Document segment:
MOTOR VEHICLE. Has the same meaning as in R.C. § 4501.01.
(R.C. § 2923.02)
Statutory reference:
Conspiracy, see R.C. § 2923.01
Solid and hazardous wastes, see R.C. Chapter 3734
(A) No person, acting with the kind of culpability required for the commission of an offense, shall do any of the following:
(1) Solicit or procure another to commit the offense;
(2) Aid or abet another in committing the offense;
(3) Conspire with another to commit the offense in violation of R.C. § 2923.01;
(4) Cause an innocent or irresponsible person to commit the offense.
(B) It is no defense to a charge under this section that no person with whom the accused was in complicity has been convicted as a principal offender.
(C) No person shall be convicted of complicity under this section unless an offense is actually committed, but a person may be convicted of complicity in an attempt to commit an offense in violation of R.C. § 2923.02 or a substantially equivalent municipal ordinance.
(D) If an alleged accomplice of the defendant testifies against the defendant in a case in which the defendant is charged with complicity in the commission of or an attempt to commit an offense, an attempt to commit an offense, or an offense, the court shall charge the jury in accordance with R.C. § 2923.03(D).

Directive 1: Count the lines in the rows that contain the string "stone", and give only that number.
The code excerpt and the rows are separate, unrelated material.

Provided data:
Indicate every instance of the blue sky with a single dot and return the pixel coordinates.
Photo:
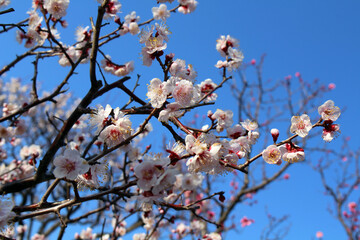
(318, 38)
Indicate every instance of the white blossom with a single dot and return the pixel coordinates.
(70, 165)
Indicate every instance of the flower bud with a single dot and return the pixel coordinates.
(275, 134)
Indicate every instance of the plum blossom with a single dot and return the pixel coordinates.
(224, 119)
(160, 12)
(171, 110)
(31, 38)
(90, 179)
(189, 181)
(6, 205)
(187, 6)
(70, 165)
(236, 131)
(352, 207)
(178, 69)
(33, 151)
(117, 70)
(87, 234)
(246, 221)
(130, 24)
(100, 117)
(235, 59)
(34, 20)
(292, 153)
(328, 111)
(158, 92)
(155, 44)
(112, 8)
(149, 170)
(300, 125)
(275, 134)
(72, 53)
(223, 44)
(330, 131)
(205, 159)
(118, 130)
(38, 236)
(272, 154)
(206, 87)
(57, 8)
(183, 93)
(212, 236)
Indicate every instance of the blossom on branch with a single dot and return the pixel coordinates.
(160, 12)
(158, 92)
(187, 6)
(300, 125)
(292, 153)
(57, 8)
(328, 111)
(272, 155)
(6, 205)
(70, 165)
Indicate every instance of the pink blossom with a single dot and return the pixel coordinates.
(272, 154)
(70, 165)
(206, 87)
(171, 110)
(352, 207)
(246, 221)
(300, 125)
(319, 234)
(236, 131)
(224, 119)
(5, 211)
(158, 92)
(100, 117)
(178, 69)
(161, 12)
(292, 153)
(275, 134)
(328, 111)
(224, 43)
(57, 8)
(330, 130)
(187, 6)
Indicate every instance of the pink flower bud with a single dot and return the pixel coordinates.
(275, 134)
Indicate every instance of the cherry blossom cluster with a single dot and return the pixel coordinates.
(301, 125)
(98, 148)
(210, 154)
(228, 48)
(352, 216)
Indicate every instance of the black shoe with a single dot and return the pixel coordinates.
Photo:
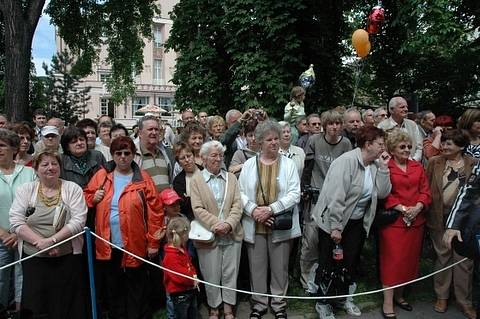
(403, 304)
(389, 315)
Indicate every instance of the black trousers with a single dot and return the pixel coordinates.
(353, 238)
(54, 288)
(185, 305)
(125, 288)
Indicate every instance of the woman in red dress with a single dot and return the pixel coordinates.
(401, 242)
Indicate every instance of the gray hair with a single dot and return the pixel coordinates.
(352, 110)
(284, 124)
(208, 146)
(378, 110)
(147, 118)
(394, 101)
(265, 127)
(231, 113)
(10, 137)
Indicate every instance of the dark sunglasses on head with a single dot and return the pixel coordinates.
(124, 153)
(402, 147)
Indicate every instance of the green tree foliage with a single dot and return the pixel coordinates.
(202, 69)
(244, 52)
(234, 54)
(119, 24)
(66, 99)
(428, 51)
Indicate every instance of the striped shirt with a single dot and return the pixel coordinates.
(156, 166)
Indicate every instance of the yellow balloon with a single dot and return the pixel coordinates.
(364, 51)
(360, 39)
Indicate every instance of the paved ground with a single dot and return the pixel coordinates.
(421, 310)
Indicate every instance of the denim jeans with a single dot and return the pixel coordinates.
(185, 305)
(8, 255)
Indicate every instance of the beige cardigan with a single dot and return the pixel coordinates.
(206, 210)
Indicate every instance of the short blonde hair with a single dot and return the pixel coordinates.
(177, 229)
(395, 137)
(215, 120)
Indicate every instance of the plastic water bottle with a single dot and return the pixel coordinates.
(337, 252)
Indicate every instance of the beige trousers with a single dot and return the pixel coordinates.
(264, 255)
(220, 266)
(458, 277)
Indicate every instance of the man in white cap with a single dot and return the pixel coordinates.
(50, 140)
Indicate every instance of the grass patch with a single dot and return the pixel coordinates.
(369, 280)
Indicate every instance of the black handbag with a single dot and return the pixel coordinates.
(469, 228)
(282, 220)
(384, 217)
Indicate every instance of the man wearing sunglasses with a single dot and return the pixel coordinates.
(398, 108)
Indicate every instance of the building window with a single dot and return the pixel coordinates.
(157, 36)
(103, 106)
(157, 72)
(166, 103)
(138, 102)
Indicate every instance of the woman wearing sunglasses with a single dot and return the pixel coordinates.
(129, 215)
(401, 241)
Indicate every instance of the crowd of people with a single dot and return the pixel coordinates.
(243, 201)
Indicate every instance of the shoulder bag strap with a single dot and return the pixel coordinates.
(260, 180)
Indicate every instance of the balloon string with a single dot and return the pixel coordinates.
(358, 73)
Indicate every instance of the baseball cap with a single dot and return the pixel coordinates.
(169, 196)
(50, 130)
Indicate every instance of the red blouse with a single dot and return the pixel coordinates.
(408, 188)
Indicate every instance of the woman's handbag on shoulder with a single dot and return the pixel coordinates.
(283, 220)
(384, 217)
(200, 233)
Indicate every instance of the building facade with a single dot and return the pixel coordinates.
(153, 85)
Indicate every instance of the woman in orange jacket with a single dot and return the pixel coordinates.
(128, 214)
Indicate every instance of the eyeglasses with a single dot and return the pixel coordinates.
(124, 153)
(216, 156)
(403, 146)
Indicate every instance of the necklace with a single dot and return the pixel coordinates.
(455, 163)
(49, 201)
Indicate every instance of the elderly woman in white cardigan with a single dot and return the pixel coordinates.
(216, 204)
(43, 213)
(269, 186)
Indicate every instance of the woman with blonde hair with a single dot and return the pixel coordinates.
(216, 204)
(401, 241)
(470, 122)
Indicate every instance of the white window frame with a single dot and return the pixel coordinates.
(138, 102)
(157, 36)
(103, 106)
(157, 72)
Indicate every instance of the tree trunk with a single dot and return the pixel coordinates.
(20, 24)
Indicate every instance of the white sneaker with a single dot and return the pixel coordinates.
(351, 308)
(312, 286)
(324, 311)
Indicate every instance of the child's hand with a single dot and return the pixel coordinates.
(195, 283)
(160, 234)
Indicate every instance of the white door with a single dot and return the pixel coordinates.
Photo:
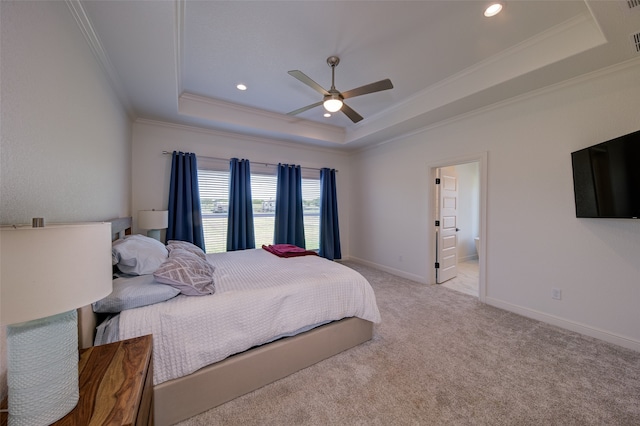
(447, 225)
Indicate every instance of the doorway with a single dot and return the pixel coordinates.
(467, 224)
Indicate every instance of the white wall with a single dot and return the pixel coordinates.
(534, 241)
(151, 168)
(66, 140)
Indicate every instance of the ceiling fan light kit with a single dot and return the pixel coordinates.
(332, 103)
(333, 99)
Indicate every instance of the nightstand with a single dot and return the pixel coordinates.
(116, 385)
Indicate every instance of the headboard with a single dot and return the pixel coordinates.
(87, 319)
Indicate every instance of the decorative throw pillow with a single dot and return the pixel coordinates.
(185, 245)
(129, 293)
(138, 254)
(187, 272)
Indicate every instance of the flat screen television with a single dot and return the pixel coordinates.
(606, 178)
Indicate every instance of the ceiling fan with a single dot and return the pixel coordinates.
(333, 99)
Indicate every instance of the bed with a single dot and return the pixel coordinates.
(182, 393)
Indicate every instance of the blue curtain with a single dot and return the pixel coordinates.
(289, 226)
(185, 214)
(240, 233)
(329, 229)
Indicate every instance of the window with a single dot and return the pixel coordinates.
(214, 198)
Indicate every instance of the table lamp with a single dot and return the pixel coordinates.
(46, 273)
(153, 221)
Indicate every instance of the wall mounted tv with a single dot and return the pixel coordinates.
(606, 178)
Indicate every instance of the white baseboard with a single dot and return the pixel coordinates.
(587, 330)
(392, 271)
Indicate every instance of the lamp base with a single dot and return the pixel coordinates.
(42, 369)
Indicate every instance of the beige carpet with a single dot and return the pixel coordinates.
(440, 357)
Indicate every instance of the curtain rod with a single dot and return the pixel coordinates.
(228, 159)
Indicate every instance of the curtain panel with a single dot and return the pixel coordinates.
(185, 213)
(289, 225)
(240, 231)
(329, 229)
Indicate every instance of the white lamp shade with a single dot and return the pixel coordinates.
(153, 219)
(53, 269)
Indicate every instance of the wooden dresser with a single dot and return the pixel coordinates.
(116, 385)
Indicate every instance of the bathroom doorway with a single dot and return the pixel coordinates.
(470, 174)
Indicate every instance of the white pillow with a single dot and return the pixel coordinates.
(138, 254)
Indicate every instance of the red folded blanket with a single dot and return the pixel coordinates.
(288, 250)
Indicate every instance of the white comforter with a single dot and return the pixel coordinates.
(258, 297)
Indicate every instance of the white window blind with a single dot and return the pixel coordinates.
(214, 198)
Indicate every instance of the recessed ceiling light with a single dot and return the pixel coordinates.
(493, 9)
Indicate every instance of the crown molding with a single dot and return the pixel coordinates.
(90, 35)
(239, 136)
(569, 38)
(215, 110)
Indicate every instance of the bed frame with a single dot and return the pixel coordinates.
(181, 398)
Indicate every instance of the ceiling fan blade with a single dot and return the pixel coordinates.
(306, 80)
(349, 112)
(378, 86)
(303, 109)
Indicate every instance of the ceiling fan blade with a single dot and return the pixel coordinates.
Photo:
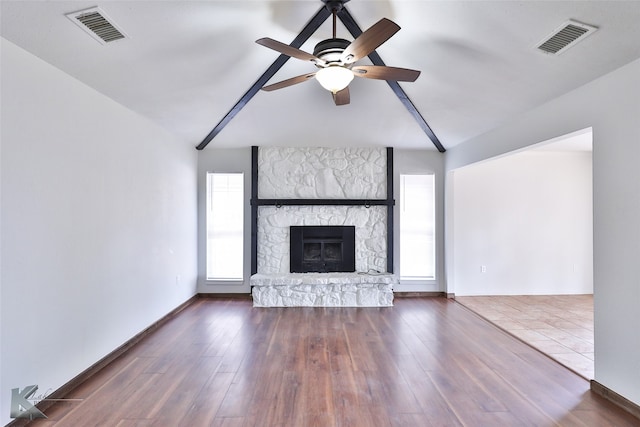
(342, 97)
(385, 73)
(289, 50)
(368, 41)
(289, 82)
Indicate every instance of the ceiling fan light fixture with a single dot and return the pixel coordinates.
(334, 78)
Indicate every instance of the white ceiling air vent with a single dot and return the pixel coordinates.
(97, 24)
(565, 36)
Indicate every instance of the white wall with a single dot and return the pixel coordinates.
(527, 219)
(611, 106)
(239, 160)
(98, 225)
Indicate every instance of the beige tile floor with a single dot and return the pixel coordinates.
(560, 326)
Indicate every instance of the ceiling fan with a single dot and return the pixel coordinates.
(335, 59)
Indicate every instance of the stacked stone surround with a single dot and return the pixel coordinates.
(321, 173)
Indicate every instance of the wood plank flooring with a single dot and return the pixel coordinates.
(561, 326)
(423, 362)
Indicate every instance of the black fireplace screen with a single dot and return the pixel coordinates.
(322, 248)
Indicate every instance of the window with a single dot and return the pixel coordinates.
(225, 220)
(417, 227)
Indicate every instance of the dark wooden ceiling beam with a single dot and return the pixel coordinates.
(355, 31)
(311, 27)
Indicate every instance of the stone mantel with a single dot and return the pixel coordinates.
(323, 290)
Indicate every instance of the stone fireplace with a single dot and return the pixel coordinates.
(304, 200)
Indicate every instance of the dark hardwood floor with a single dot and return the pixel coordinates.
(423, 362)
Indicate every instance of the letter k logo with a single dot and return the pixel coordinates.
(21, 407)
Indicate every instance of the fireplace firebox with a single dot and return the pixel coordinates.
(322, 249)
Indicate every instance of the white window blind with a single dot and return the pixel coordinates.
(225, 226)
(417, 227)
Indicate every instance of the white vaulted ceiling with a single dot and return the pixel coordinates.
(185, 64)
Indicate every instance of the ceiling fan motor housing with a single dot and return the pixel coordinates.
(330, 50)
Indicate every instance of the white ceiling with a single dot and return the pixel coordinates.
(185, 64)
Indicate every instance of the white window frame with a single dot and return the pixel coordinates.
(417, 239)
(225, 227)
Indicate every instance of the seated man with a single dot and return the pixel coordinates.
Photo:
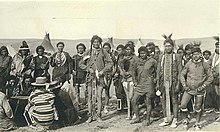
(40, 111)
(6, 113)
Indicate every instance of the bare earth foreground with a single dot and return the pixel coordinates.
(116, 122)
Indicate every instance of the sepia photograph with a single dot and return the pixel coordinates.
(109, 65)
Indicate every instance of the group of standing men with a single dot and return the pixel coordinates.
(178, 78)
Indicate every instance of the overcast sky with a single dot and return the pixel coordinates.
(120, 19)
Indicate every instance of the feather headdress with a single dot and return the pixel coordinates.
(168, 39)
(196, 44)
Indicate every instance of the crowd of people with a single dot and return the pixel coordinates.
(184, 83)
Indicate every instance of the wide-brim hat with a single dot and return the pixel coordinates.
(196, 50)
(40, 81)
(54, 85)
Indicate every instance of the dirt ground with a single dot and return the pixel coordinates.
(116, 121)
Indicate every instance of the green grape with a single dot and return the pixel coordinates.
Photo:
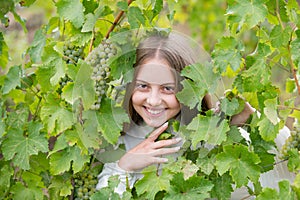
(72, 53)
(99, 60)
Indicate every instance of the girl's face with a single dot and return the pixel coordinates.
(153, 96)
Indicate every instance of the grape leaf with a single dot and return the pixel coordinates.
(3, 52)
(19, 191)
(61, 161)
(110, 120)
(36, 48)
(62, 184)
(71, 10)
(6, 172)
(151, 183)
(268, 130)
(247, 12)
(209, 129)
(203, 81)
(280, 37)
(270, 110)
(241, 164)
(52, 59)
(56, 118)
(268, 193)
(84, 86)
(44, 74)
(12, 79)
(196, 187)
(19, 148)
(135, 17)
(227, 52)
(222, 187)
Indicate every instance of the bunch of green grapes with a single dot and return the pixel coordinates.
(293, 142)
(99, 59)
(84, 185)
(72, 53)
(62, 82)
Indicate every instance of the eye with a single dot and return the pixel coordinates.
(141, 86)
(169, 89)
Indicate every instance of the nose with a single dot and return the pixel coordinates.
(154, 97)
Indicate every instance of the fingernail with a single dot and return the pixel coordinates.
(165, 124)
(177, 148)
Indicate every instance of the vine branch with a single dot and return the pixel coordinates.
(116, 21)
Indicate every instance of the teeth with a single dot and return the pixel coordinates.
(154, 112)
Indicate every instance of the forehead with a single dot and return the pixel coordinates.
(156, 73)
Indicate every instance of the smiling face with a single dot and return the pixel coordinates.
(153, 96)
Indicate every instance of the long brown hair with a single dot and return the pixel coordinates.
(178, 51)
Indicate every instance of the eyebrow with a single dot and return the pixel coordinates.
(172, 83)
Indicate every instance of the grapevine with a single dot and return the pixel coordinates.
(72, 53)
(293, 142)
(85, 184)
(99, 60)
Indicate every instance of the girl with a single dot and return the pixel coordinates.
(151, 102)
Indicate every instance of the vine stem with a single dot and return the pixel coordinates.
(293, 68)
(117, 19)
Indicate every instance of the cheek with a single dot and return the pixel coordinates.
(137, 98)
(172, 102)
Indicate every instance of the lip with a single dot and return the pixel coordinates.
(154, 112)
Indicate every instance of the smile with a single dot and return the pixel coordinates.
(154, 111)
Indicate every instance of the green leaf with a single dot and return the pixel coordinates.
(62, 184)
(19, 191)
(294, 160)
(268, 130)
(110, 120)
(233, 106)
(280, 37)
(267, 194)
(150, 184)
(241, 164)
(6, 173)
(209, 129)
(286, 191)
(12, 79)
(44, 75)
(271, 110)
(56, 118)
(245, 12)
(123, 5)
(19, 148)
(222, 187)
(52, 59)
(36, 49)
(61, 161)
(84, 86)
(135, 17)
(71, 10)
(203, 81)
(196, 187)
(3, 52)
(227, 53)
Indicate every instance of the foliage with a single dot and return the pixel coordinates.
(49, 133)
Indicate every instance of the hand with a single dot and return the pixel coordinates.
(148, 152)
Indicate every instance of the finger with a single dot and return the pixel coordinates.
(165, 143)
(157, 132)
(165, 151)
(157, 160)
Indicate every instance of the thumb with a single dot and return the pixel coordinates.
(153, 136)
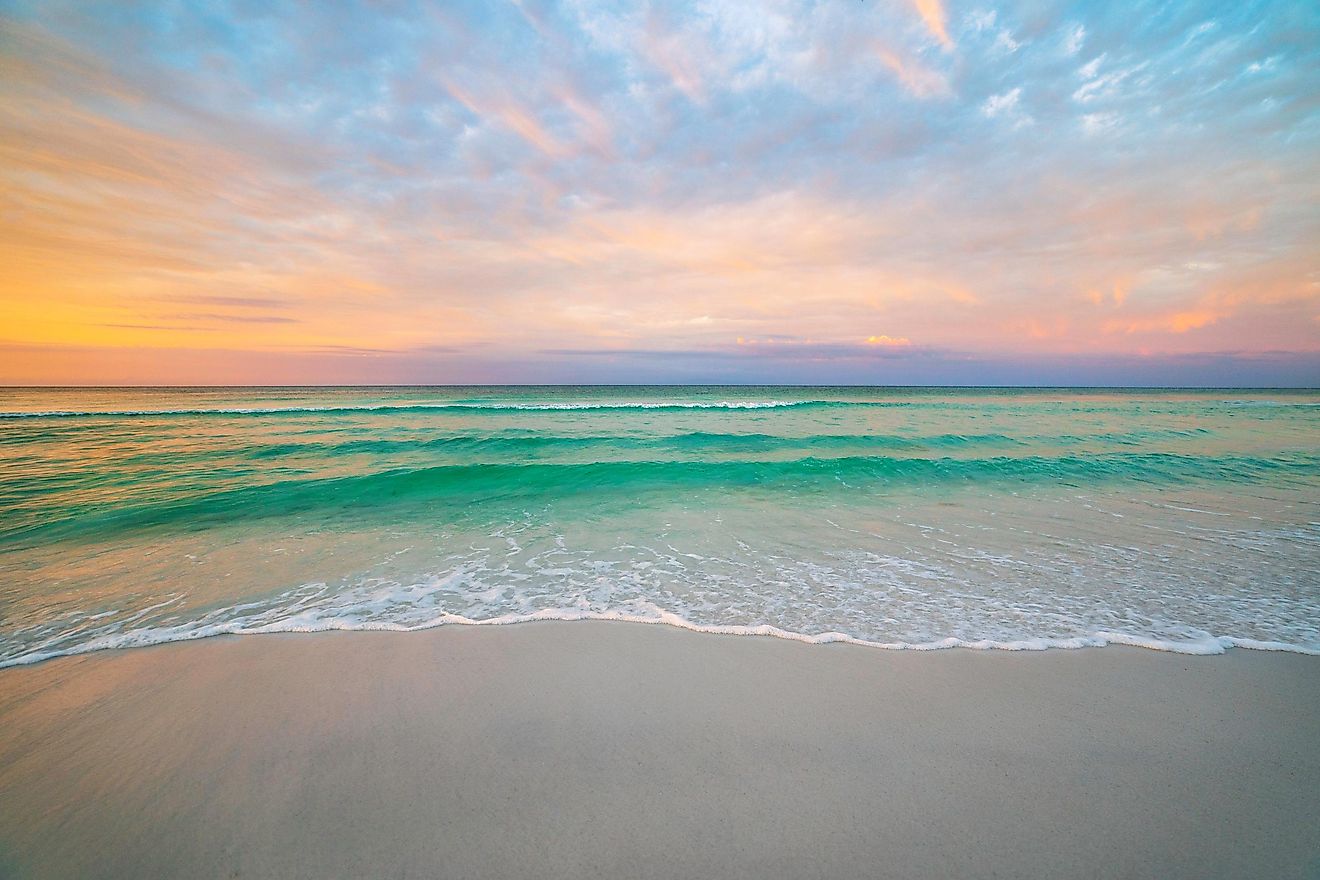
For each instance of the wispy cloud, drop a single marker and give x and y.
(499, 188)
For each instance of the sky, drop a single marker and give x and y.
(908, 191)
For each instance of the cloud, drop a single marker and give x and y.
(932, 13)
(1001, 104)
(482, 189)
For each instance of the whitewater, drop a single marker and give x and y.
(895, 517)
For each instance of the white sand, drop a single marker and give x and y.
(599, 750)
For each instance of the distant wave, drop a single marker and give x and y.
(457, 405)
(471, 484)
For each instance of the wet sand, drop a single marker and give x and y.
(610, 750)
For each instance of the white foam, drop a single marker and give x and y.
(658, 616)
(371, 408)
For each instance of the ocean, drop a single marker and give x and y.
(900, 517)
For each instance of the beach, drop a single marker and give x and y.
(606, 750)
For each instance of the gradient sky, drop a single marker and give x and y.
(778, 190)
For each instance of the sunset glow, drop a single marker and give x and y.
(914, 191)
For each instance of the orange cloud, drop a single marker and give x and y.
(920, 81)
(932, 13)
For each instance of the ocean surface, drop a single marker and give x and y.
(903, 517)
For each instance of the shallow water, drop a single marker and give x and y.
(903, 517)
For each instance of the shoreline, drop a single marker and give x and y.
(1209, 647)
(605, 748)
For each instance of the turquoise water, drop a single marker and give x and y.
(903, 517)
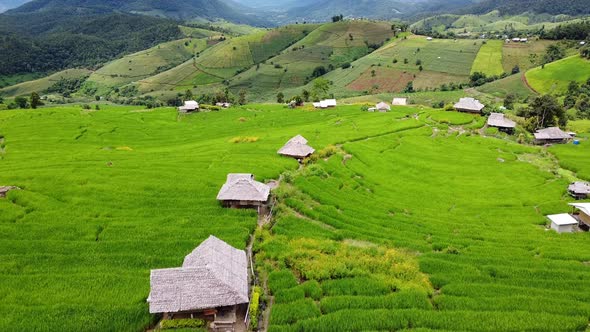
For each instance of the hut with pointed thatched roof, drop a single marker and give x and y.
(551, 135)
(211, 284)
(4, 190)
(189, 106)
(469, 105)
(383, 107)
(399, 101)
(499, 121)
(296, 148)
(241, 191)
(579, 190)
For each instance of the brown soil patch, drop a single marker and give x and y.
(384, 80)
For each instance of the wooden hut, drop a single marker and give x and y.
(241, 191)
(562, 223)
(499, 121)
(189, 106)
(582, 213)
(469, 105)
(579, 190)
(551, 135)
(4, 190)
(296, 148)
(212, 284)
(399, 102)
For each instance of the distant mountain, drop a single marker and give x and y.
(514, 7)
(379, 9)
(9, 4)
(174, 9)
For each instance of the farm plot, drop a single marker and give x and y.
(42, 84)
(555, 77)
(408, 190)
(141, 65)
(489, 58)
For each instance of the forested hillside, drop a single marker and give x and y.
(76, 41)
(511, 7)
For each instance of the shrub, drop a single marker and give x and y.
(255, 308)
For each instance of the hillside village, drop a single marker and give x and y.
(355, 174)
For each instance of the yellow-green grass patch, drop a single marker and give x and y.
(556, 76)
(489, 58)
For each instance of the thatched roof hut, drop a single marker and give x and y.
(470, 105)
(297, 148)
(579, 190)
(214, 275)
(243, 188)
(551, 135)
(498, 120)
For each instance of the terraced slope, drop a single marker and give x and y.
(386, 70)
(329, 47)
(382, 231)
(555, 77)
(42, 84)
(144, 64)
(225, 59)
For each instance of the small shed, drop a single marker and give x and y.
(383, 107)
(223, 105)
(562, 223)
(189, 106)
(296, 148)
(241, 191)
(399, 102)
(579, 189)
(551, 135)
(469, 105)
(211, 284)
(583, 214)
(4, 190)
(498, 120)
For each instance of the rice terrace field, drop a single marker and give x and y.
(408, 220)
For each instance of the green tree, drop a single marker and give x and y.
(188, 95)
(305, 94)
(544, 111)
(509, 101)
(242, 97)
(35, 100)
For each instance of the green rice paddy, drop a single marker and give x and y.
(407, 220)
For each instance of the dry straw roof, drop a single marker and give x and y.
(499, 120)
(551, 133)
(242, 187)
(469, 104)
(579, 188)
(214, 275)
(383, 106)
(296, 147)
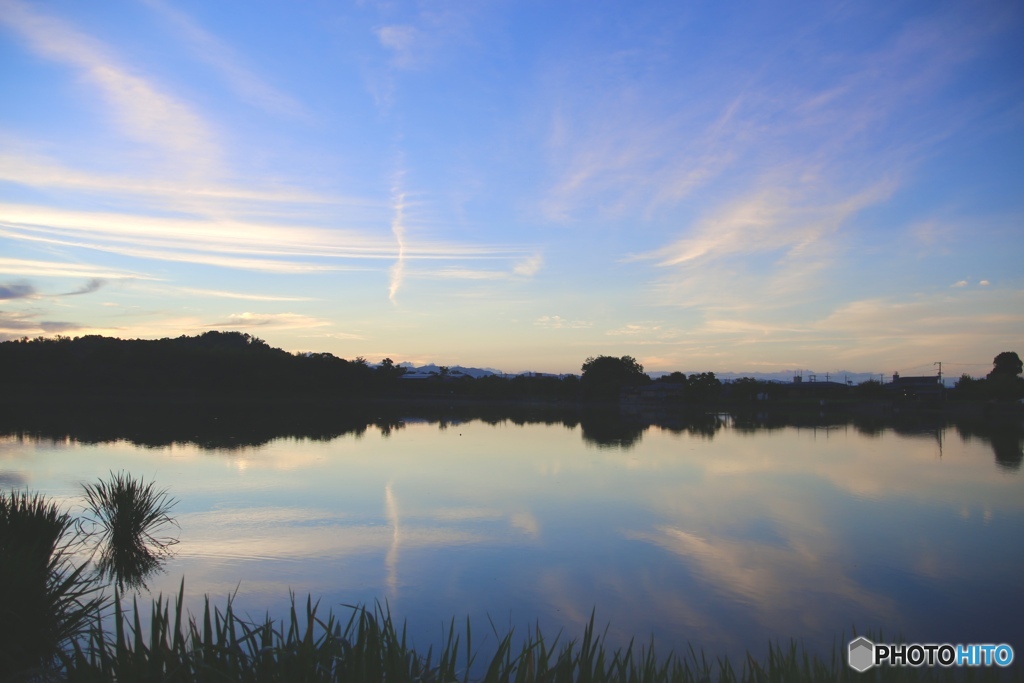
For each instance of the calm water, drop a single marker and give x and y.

Directive 2: Reproduce the code excerpt above verbatim, from "(R.C. § 2923.02)" down to "commit the offense.".

Final answer 1: 3

Final answer 2:
(R.C. § 2923.02)
Statutory reference:
Conspiracy, see R.C. § 2923.01
Solid and hazardous wastes, see R.C. Chapter 3734
(A) No person, acting with the kind of culpability required for the commission of an offense, shall do any of the following:
(1) Solicit or procure another to commit the offense;
(2) Aid or abet another in committing the offense;
(3) Conspire with another to commit the offense in violation of R.C. § 2923.01;
(4) Cause an innocent or irresponsible person to commit the offense.